- Developer: Mark Haigh-Hutchinson
- Publisher: Vortex Software
- Platforms: Amstrad CPC ZX Spectrum
- Release: 1986
- Genre: Action
- Mode: Single-player

= Alien Highway =

1986 video game

Alien Highway: Encounter 2 is an isometric action game released by Vortex in 1986 for the ZX Spectrum and Amstrad CPC. It was programmed by Mark Haigh-Hutchinson and is the sequel to Highway Encounter.

== Gameplay ==
Gameplay is similar to Highway Encounter, with the player controlling a "Vorton" robot in its attempt to deliver a bomb to an alien base at the end of a highway. Various enemies and obstacles lie in its path.

A notable difference is that the player has a single Vorton with an energy meter, instead of five lives; accordingly, the bomb must be pushed by the player, whereas in the previous game it was pushed by the player's spare Vortons.

Directives.
1. Revise the part of the Alien Highway text that opens with "Alien Highway: Encounter" and closes with "in its path.", changing "enemies" to "foes".
2. Write the next part of the Alien Highway article, picking up after its final sentence.
The lines after this point come from a separate source.

Given entries.
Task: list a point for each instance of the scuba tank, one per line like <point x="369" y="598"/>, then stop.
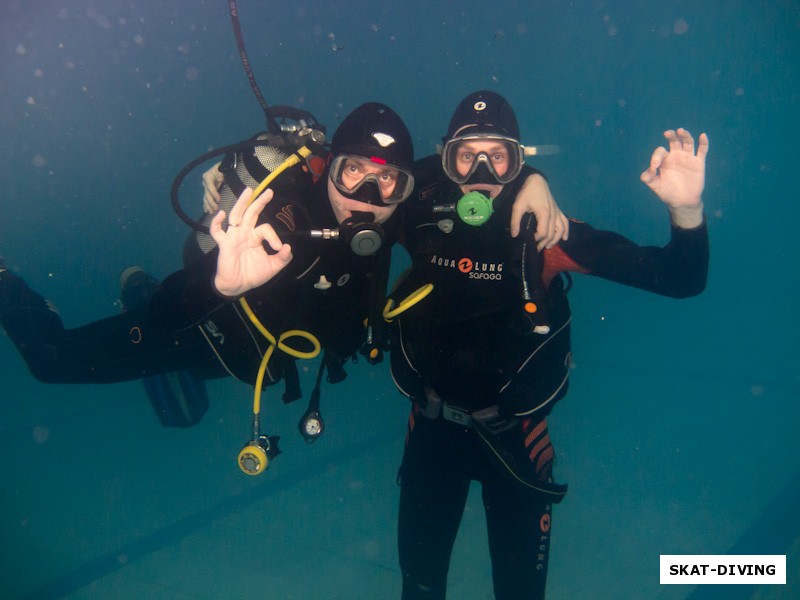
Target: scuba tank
<point x="248" y="163"/>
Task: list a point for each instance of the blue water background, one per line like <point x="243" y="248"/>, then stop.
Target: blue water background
<point x="682" y="423"/>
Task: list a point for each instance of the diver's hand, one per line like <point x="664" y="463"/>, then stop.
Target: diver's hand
<point x="535" y="197"/>
<point x="243" y="262"/>
<point x="677" y="176"/>
<point x="212" y="181"/>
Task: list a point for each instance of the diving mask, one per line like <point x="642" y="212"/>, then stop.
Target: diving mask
<point x="474" y="158"/>
<point x="371" y="180"/>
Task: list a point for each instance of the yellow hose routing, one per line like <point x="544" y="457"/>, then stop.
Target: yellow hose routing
<point x="254" y="458"/>
<point x="413" y="298"/>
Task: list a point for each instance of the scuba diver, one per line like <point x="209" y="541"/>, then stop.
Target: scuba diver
<point x="194" y="326"/>
<point x="219" y="316"/>
<point x="486" y="355"/>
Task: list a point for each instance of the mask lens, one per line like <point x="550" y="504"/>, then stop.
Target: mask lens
<point x="370" y="180"/>
<point x="502" y="157"/>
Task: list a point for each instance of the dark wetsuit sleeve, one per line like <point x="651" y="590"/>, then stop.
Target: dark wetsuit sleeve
<point x="678" y="270"/>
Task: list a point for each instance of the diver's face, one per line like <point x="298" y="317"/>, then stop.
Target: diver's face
<point x="344" y="207"/>
<point x="356" y="169"/>
<point x="471" y="150"/>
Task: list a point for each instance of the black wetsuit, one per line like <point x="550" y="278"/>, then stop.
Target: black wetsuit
<point x="187" y="326"/>
<point x="471" y="344"/>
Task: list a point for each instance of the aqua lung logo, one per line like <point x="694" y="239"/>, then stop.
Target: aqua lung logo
<point x="471" y="268"/>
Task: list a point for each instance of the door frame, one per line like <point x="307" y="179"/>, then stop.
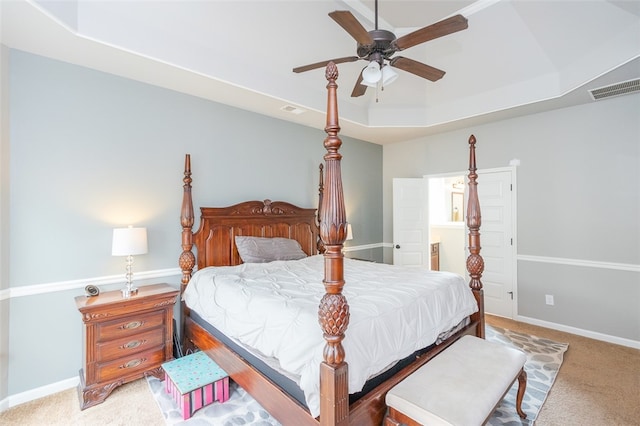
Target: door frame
<point x="514" y="228"/>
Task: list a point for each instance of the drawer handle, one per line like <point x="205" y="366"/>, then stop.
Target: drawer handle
<point x="133" y="363"/>
<point x="132" y="344"/>
<point x="131" y="325"/>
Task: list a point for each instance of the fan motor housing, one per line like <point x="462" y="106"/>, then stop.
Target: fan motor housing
<point x="381" y="43"/>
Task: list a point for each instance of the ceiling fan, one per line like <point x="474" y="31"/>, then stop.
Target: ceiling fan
<point x="378" y="46"/>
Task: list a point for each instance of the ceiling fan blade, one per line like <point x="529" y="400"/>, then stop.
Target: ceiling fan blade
<point x="346" y="20"/>
<point x="359" y="89"/>
<point x="324" y="63"/>
<point x="417" y="68"/>
<point x="445" y="27"/>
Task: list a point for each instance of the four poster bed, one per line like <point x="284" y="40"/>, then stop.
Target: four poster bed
<point x="259" y="321"/>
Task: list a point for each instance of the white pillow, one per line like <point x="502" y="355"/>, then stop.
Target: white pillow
<point x="261" y="250"/>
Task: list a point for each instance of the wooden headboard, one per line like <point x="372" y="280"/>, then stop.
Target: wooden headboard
<point x="215" y="238"/>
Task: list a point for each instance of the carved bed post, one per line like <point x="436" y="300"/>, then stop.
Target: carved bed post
<point x="475" y="263"/>
<point x="333" y="312"/>
<point x="187" y="260"/>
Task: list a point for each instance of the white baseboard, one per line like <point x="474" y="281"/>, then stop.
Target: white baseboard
<point x="580" y="332"/>
<point x="37" y="393"/>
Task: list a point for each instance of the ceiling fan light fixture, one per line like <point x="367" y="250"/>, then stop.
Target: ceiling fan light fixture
<point x="388" y="75"/>
<point x="371" y="74"/>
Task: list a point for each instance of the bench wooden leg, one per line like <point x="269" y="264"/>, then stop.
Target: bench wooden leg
<point x="522" y="386"/>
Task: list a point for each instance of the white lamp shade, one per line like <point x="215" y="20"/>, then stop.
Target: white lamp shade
<point x="371" y="74"/>
<point x="388" y="75"/>
<point x="129" y="241"/>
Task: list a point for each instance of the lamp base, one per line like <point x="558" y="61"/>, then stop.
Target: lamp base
<point x="128" y="292"/>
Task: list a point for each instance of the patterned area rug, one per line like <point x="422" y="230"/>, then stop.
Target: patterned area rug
<point x="544" y="358"/>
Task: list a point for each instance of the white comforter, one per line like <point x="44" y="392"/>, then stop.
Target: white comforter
<point x="273" y="307"/>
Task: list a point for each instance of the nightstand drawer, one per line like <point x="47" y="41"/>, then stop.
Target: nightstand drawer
<point x="128" y="326"/>
<point x="130" y="365"/>
<point x="130" y="345"/>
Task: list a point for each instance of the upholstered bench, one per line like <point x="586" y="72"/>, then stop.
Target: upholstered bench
<point x="460" y="386"/>
<point x="195" y="381"/>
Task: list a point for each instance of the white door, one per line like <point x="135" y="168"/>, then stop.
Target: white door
<point x="496" y="241"/>
<point x="410" y="222"/>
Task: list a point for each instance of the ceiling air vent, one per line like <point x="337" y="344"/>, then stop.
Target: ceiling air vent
<point x="617" y="89"/>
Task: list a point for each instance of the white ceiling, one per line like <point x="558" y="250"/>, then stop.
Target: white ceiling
<point x="517" y="57"/>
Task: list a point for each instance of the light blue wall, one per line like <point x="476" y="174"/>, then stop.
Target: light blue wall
<point x="90" y="151"/>
<point x="578" y="212"/>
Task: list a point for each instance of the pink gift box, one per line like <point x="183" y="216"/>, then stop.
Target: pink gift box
<point x="195" y="381"/>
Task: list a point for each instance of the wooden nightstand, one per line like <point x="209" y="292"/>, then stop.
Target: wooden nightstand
<point x="124" y="339"/>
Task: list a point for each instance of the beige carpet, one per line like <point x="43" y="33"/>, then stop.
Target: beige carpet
<point x="598" y="384"/>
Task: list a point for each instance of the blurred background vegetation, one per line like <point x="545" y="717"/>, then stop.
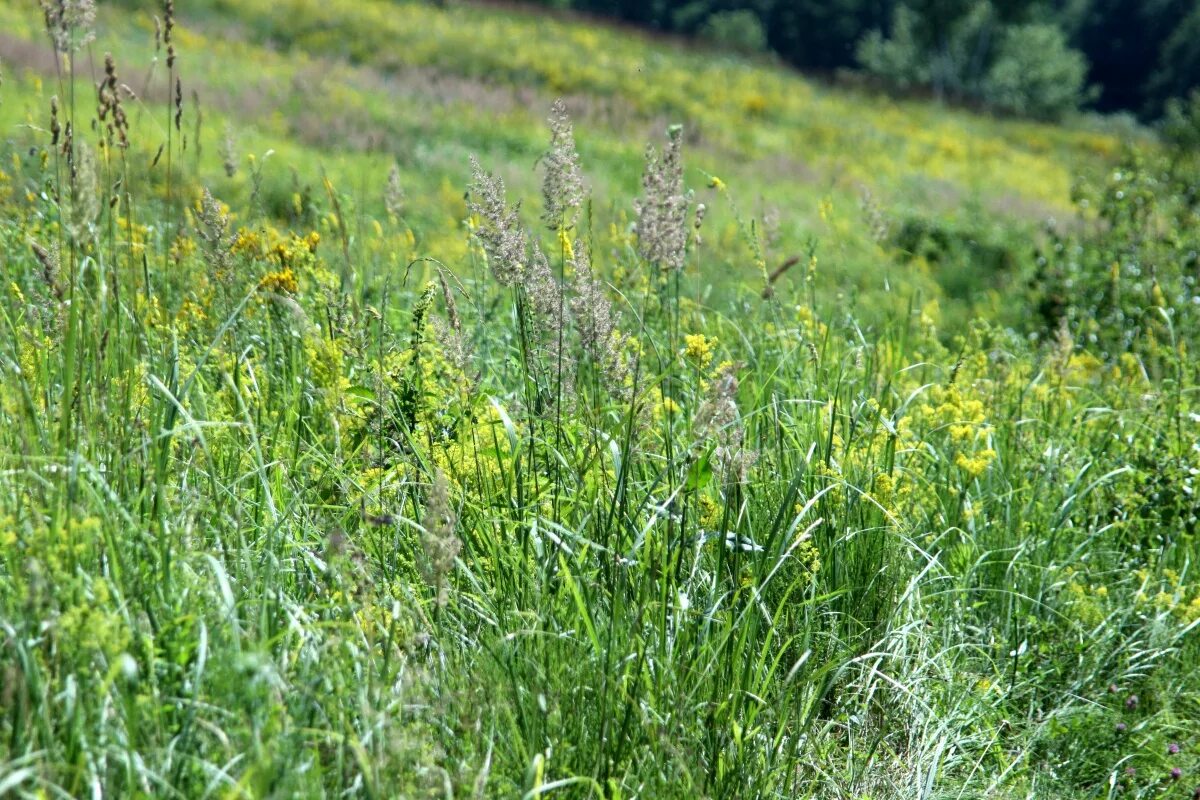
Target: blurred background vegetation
<point x="1027" y="56"/>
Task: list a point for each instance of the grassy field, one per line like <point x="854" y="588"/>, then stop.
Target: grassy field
<point x="835" y="446"/>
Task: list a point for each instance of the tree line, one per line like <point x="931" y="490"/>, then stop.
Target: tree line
<point x="1038" y="58"/>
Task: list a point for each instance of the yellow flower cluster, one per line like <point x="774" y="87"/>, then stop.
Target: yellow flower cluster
<point x="700" y="349"/>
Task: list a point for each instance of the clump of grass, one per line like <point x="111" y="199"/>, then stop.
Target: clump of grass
<point x="269" y="530"/>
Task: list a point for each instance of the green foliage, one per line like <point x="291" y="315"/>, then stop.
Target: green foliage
<point x="1036" y="73"/>
<point x="1025" y="68"/>
<point x="310" y="493"/>
<point x="739" y="30"/>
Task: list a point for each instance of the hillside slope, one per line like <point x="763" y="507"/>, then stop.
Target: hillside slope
<point x="712" y="434"/>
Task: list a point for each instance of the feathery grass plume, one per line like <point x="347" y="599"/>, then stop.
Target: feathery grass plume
<point x="499" y="226"/>
<point x="109" y="112"/>
<point x="874" y="217"/>
<point x="449" y="331"/>
<point x="85" y="198"/>
<point x="168" y="25"/>
<point x="719" y="421"/>
<point x="597" y="324"/>
<point x="214" y="232"/>
<point x="394" y="194"/>
<point x="563" y="182"/>
<point x="55" y="128"/>
<point x="663" y="209"/>
<point x="544" y="292"/>
<point x="70" y="23"/>
<point x="229" y="151"/>
<point x="438" y="541"/>
<point x="49" y="262"/>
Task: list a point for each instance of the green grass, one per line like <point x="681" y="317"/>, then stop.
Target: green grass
<point x="301" y="497"/>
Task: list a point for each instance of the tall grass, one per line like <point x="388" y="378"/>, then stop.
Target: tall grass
<point x="282" y="517"/>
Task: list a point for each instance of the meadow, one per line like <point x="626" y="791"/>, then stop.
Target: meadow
<point x="453" y="401"/>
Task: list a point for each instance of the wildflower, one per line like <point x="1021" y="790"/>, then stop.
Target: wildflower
<point x="699" y="348"/>
<point x="563" y="182"/>
<point x="281" y="282"/>
<point x="663" y="210"/>
<point x="499" y="229"/>
<point x="709" y="511"/>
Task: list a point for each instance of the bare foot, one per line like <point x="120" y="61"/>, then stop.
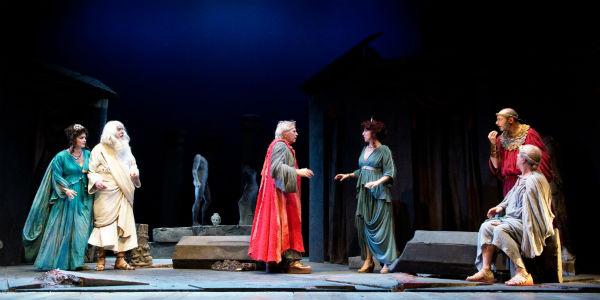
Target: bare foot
<point x="385" y="269"/>
<point x="484" y="275"/>
<point x="521" y="279"/>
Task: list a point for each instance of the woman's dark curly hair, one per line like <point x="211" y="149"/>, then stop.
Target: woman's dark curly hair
<point x="73" y="131"/>
<point x="377" y="128"/>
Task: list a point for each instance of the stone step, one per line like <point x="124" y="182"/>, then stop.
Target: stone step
<point x="200" y="252"/>
<point x="174" y="234"/>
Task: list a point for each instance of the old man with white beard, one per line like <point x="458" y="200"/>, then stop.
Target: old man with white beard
<point x="113" y="177"/>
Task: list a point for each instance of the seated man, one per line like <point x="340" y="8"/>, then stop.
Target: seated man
<point x="526" y="223"/>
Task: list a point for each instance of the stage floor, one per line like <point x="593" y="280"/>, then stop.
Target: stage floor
<point x="326" y="281"/>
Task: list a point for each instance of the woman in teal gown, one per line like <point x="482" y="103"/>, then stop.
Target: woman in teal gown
<point x="374" y="214"/>
<point x="60" y="220"/>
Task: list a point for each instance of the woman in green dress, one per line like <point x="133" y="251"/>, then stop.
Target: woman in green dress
<point x="60" y="220"/>
<point x="374" y="217"/>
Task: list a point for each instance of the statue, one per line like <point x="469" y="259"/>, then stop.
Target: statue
<point x="215" y="219"/>
<point x="247" y="202"/>
<point x="201" y="190"/>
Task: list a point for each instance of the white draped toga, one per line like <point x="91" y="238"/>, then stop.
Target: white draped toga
<point x="114" y="225"/>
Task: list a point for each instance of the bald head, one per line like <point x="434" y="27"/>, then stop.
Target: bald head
<point x="508" y="112"/>
<point x="531" y="154"/>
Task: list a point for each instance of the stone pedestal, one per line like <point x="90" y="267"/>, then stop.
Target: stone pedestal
<point x="200" y="252"/>
<point x="449" y="253"/>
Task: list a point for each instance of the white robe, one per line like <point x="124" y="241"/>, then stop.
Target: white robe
<point x="114" y="224"/>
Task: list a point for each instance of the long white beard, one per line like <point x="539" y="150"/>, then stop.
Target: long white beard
<point x="124" y="155"/>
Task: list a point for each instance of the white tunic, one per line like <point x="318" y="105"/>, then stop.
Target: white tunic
<point x="114" y="224"/>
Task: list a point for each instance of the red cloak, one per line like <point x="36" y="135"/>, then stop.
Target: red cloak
<point x="277" y="224"/>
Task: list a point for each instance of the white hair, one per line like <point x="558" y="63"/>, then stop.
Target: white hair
<point x="109" y="138"/>
<point x="284" y="126"/>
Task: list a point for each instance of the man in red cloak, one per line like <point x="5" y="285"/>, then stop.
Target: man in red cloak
<point x="505" y="148"/>
<point x="277" y="227"/>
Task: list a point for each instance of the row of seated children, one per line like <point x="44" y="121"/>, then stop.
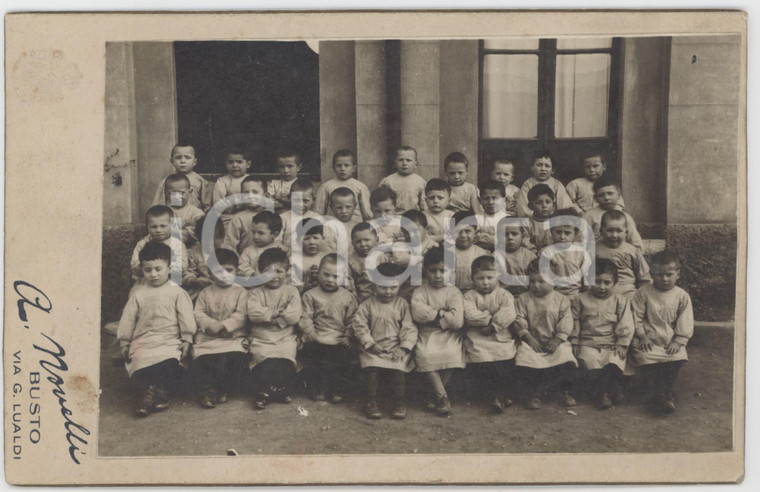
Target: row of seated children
<point x="542" y="334"/>
<point x="437" y="201"/>
<point x="350" y="202"/>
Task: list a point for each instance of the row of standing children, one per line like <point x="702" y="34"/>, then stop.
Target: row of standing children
<point x="543" y="338"/>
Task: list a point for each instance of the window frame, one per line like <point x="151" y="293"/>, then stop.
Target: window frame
<point x="547" y="53"/>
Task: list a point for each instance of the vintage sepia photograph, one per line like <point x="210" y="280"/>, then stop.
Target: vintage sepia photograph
<point x="376" y="247"/>
<point x="636" y="136"/>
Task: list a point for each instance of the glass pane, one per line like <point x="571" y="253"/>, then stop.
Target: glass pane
<point x="510" y="96"/>
<point x="581" y="96"/>
<point x="511" y="44"/>
<point x="583" y="43"/>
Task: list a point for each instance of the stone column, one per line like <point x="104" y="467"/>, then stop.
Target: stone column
<point x="120" y="197"/>
<point x="420" y="109"/>
<point x="155" y="116"/>
<point x="337" y="101"/>
<point x="371" y="124"/>
<point x="458" y="89"/>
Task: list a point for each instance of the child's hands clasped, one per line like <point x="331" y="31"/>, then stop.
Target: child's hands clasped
<point x="534" y="344"/>
<point x="620" y="351"/>
<point x="551" y="346"/>
<point x="398" y="354"/>
<point x="645" y="344"/>
<point x="488" y="330"/>
<point x="673" y="347"/>
<point x="375" y="349"/>
<point x="185" y="350"/>
<point x="125" y="353"/>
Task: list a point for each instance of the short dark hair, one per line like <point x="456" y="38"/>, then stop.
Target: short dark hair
<point x="308" y="227"/>
<point x="155" y="250"/>
<point x="483" y="263"/>
<point x="437" y="184"/>
<point x="237" y="150"/>
<point x="538" y="190"/>
<point x="344" y="153"/>
<point x="342" y="192"/>
<point x="456" y="157"/>
<point x="533" y="267"/>
<point x="331" y="258"/>
<point x="666" y="257"/>
<point x="272" y="256"/>
<point x="432" y="257"/>
<point x="175" y="178"/>
<point x="595" y="153"/>
<point x="612" y="215"/>
<point x="541" y="154"/>
<point x="301" y="184"/>
<point x="362" y="226"/>
<point x="285" y="152"/>
<point x="462" y="215"/>
<point x="255" y="179"/>
<point x="492" y="184"/>
<point x="605" y="181"/>
<point x="570" y="212"/>
<point x="158" y="211"/>
<point x="226" y="257"/>
<point x="503" y="160"/>
<point x="605" y="265"/>
<point x="407" y="148"/>
<point x="271" y="219"/>
<point x="388" y="269"/>
<point x="183" y="144"/>
<point x="382" y="194"/>
<point x="416" y="216"/>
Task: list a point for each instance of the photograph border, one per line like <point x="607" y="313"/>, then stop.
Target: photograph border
<point x="77" y="110"/>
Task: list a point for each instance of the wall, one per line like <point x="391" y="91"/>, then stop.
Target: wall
<point x="458" y="90"/>
<point x="337" y="101"/>
<point x="703" y="129"/>
<point x="371" y="110"/>
<point x="140" y="127"/>
<point x="438" y="102"/>
<point x="703" y="153"/>
<point x="120" y="152"/>
<point x="156" y="116"/>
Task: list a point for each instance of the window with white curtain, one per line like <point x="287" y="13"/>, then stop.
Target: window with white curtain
<point x="581" y="94"/>
<point x="566" y="78"/>
<point x="510" y="87"/>
<point x="556" y="95"/>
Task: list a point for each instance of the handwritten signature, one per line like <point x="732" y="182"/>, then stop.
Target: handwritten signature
<point x="54" y="366"/>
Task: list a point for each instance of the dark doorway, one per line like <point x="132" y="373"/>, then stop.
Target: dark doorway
<point x="560" y="95"/>
<point x="258" y="95"/>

Task results.
1.
Alien Highway: Encounter 2 is an isometric action game released by Vortex in 1986 for the ZX Spectrum and Amstrad CPC. It was programmed by Mark Haigh-Hutchinson and is the sequel to Highway Encounter.

== Gameplay ==
Gameplay is similar to Highway Encounter, with the player controlling a "Vorton" robot in its attempt to deliver a bomb to an alien base at the end of a highway. Various foes and obstacles lie in its path.

2.
== Development ==
Mark Haigh-Hutchinson, the developer of the game:
After Highway Costa [Panayi] wanted to come up with something completely different again. Since I was now working full-time for Vortex it was decided that I should write Alien Highway whilst Costa developed his new ideas. I had previously written Android One for the Amstrad CPC (in my spare time at University) and then converted Highway Encounter to the CPC in 8 weeks after graduation. Alien Highway attempted to retain the essence of the original game yet expand the gameplay and introduce a random element into the game. It was also considerably faster than the original.

== Reception ==

Alien Highway received positive reviews.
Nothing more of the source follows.